> **Quoted passage**:
Mike: You are still to qualify them, specializes you mention e-commerce so a lot of clients are still e-commerce clients and all that, but sometimes like the motives didn’t align or we didn’t make sure that for example even though the person that we’re talking to was able to make a decision on hiring us or not, there were other stakeholders that we needed to get on board before we all agreed to move forward and work together. And so we weren’t taking those steps to making sure that the kind of clients that definitely affect, I don’t want anyone dreading coming to work on any given day because they have to work for some client. Unfortunately that was happening, and that doesn’t work, that disrupts the entire flow, it doesn’t make the team happy and therefore the triangle fall us apart.

Kelly: Alright so you told me, it’s not just an order it’s the nuances and actually what is in between sort of, if you’re looking at that flow, that chart that we’re gonna have on screen, it’s the connection between what comes first second third or how that all the interdependence or the interrelationship of those things.

Mike: Exactly.

Kelly: So you actually have just started implementing this not that long ago and you’ve been getting some pretty early feedback that’s been positive. Can you share sort of one of those stories or one of the anecdotes from your team?

Mike: Sure. I mean I guess the first thing that comes to mind is just where we had to make some tough decisions and tell clients you know what, this isn’t working out. I mean it’s not that we just gave up. I mean we did our due diligence. We said look here’s what’s going on, here’s how we see things, here’s what we’ll need to do to continue moving forward coz we need this to work not only for you guys but for us as well and either we can get on the same page and move forward and things will be better or we should just part ways. And so we have parted ways with some clients.

Kelly: Has that been amicable?

Mike: It’s been amicable. There is no hard feelings or anything like that.

Kelly: Do they understand why, or they just thinking oh these guys don’t want to work with us anymore.

Mike: I mean, it’s hard to say. I mean we’re not in their heads. I think some of them definitely understand. It really is dependent on the situation. What I can tell you though is that the staff sees it and they say wow, they really mean what they’re saying with the leaders of Inflow. They are taking huge risks in some cases that they are having really tough conversations. One of my managers when we were talking about a potential client that we needed to kind of have a little bit of talk with the client to try to work it out.

> **Task statement**: Continue the interview transcript about parting ways with poorly matched clients at Inflow, picking up after its final sentence.

> **Provided data**:
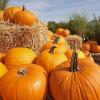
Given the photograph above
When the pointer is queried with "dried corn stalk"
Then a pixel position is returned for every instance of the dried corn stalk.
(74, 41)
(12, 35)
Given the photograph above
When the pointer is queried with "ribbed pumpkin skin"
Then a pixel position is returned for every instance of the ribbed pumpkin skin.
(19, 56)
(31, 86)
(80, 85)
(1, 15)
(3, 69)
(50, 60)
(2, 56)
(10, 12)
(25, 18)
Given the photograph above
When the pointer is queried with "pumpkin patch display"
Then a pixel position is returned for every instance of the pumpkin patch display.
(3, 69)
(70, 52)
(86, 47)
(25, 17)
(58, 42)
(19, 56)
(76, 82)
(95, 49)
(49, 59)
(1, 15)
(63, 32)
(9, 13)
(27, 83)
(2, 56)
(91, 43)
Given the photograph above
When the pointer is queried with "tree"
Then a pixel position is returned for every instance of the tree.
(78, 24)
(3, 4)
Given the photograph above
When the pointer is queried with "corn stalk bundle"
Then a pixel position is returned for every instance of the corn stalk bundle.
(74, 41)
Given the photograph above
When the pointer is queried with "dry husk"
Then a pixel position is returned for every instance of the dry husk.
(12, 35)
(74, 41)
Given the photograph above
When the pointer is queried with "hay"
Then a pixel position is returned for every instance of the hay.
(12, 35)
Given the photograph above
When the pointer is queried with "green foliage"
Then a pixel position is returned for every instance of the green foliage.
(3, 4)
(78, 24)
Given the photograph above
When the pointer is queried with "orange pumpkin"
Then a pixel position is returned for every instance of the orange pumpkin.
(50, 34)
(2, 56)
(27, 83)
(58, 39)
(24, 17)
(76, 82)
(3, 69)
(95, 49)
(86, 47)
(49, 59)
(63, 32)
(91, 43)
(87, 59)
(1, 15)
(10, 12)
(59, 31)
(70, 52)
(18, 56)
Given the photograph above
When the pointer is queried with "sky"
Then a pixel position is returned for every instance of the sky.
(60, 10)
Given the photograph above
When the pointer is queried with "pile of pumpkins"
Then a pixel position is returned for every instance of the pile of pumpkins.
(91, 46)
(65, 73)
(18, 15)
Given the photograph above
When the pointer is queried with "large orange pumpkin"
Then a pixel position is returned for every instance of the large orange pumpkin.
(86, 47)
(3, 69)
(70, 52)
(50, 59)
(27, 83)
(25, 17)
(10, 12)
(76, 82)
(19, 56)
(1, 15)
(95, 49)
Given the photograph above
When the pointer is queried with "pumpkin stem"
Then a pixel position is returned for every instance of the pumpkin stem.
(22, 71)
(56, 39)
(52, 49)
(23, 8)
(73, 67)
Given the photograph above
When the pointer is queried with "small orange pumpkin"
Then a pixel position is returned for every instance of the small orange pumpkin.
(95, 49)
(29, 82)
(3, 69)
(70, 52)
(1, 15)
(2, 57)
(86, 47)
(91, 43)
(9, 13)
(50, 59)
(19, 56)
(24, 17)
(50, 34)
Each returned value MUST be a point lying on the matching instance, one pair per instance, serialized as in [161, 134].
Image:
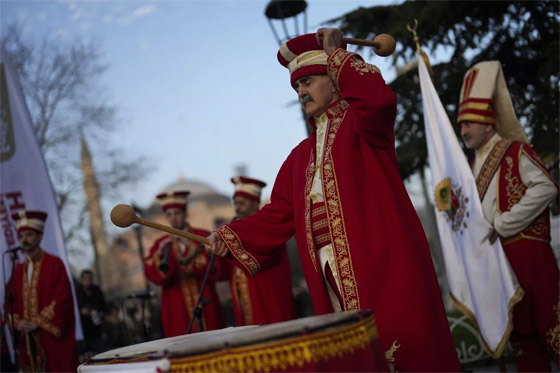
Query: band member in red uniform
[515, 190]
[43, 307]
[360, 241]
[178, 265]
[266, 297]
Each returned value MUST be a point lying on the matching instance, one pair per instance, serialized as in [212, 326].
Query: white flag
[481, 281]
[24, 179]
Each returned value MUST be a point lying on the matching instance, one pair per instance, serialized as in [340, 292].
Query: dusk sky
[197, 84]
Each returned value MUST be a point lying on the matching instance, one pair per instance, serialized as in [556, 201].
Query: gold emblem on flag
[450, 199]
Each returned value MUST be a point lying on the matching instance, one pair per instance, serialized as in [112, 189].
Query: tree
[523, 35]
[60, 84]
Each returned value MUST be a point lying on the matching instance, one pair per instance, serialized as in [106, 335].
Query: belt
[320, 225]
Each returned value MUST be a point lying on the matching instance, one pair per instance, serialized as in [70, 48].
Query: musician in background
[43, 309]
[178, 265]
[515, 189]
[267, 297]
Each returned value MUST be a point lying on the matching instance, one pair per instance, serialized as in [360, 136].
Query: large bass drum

> **The result**:
Kelly: Come to Jesus moment?

Mike: Yeah exactly. I love that you let us do this. I don’t let you do it. I require you to do it. Coz if we don’t do it, the whole thing’s not going to work.

Kelly: Yeah, it’s great. So along those lines with the team, how important is the mindset shift, and how do you measure those things? Because those are sort of the things that are the warm and fuzzies and sometimes the more emotional or more, I don’t know, just things that are hard to quantify so how do you measure those things?

Mike: Well, I alluded earlier to the fact that we do quarterly engagement surveys. We cover a wide variety of topics in that with our staff, and we have a lot of historical data and results so that is the best way that we can quantify these things. We can really see trends there.

Now what I will tell you is again we’re about 35 people or so, so going purely based on the numbers and the metrics can kind of be tough. Like we’ve seen trends where if you just look at the overall average score if you will, like it honestly hasn’t changed that much over the lifetime of doing these engagement surveys no matter what we do, which is fine coz it is a good score, but at the same time it’s not helpful feedback. There is no actionable feedback there.

So the best thing that we have is the comments that come in as part of the survey so rather than the numbers looking into what people really writing in their pre-formed answers, that’s one way that we can do this like collectively across the whole company. But you have to understand, we also have a lot of other things to facilitate good communication and feedback, which is a core value of ours.

So for example, we do weekly one on ones with every team member every week. We use fifteen-five and every team member submits and has a fifteen-five report reviewed every week. We are very big on open honest frequent communication so that we can all continue to work together to improve and that’s something that’s really important. So if you can’t get on board with that, or be a good communicator like you are calling that a good fit at Inflow

Kelly: So the last time that we talked we started going into authenticity and vulnerability and all of these things right? As an agency owner, it takes a lot of courage to be this authentic and to say even though we’re hitting our financial goals something doesn’t feel right. Those are the words that you used earlier on the show.

So to say like something is broken and it doesn’t feel right and it has to do with my people and the way that they feel even though I’m meeting my performance goals and my own revenue, all of those things as a private company. There’s a lot of uncertainty and there’s a lot of risk and emotional exposure in kind of going down this path. So I’m curious to know what were some of the results or some of the outcomes of you showing your own vulnerability in this?

Mike: Well, I mean number one for me it felt good. It just feels good to connect, to really live.  What I feel is the right thing to do for the right reasons and to continue to improve my own personal environment with again the clients that we have here and the staff that we have here. As you mentioned, it is still really early for specific results like growth or even more culture surveys and things like that. That’s all still developing.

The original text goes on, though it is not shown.